==== TEXTO EXTRAÍDO ====

Os autores modernos gostam de se apresentar como arautos do novo -ainda quando retomam as mais surradas fontes-, ao contrário de seus antecessores medievais, para os quais a imputação de "novidade" soava como insulto. As razões da diferença não são alheias à empreitada teórica que anima a uns e outros, mas o que nos importa aqui é que muitas vezes os leitores contemporâneos se deixam levar seja pela presunção de novidade dos modernos, seja pelas declarações de fidelidade à tradição dos medievais.
A trajetória apresentada por Nascimento em "De Tomás de Aquino a Galileu" é um esforço permanente para evitar tal ilusão. Nem as teses modernas -em sentido lato- são sempre tão "novas" como fazem crer seus porta-vozes, nem os medievais foram ou pretenderam ser fiéis expositores da verdade antiga. Mais precisamente: as rupturas que separam intelectualmente Idade Média e modernidade são, por certo, reais, mas nem sempre estão onde esperamos encontrá-las. Apreendê-las pode obrigar a um grau maior de rigor e sutileza do que aquele com que se trabalha nas grandes periodizações, exigindo o percurso interno pelas obras que se pretende examinar.
O primeiro e mais extenso dos artigos desta coletânea, "O Estatuto Epistemológico das 'Ciências Intermediárias' segundo S. Tomás de Aquino", é paradigmático deste procedimento. Aliás, pode-se falar em modelo em mais de um sentido: malgrado a pletora de trabalhos sobre Tomás de Aquino, trata-se de uma das primeiras contribuições acerca do tema na literatura especializada mundial (a primeira edição é em francês). Ao mesmo tempo, tem sido exemplar como padrão segundo o qual se deve desejar que se faça história da filosofia medieval no Brasil.
"Ciências intermediárias" são aquelas que "aplicam os princípios matemáticos às coisas naturais", e das quais um bom exemplo é a astronomia, "que aplica a consideração da geometria e da aritmética ao céu e às suas partes". Nada soa mais prosaico aos nossos ouvidos, a não ser quando nos lembramos que a física aristotélica de então era totalmente avessa a qualquer "matematização". O tema não era desconhecido de Aristóteles e seus comentadores, mas aparecia antes com um problema (o da mistura de "gêneros") e só em Tomás vem adquirir um perfil positivo.
A sensação de reconhecimento que pudesse enganar o leitor contemporâneo desfaz-se a seguir, quando o autor descreve a relação arquitetonicamente hierarquizada que Tomás estabelece entre "ciências subalternantes" (como a aritmética) e "ciências subalternas" (como a astronomia e a música). O conceito de ciência em jogo é aristotélico -e não moderno-, mas já não se pode dizer que seja o de Aristóteles nem tampouco aponta para o universo da física moderna.

==== INFORMAÇÕES EXIBIDAS ====

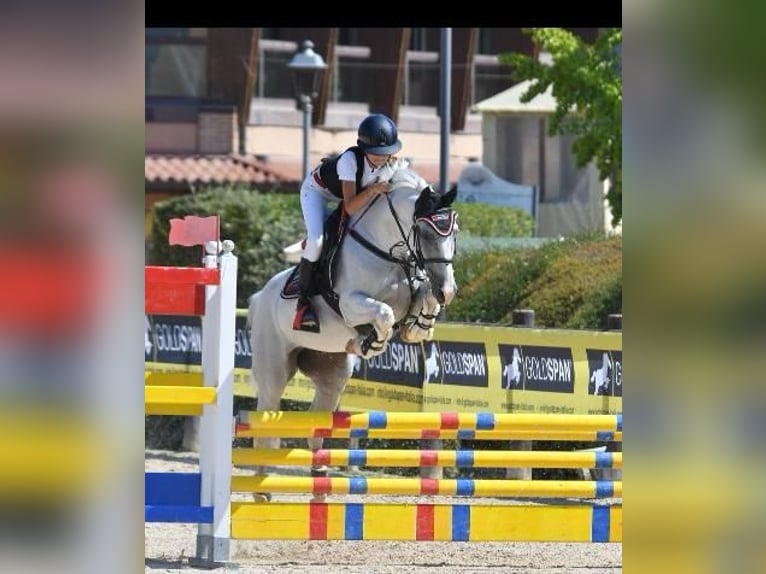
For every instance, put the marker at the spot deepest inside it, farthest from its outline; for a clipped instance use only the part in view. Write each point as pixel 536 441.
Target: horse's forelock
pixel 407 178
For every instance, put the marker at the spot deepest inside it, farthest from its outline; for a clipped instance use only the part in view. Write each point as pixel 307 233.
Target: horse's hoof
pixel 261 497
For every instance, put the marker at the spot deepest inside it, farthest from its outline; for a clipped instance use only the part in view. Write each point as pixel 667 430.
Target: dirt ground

====

■ INSTRUÇÃO 1 ■
Extraia do texto sobre o livro de Nascimento todo o trecho que começa em "A trajetória apresentada" e segue até "se pretende examinar.".
■ INSTRUÇÃO 2 ■
Segundo o texto sobre o livro de Nascimento, em que língua saiu a primeira edição do artigo sobre as "ciências intermediárias" em Tomás de Aquino?

■ RESPOSTA FINAL 1 ■
A trajetória apresentada por Nascimento em "De Tomás de Aquino a Galileu" é um esforço permanente para evitar tal ilusão. Nem as teses modernas -em sentido lato- são sempre tão "novas" como fazem crer seus porta-vozes, nem os medievais foram ou pretenderam ser fiéis expositores da verdade antiga. Mais precisamente: as rupturas que separam intelectualmente Idade Média e modernidade são, por certo, reais, mas nem sempre estão onde esperamos encontrá-las. Apreendê-las pode obrigar a um grau maior de rigor e sutileza do que aquele com que se trabalha nas grandes periodizações, exigindo o percurso interno pelas obras que se pretende examinar.

■ RESPOSTA FINAL 2 ■
Em francês.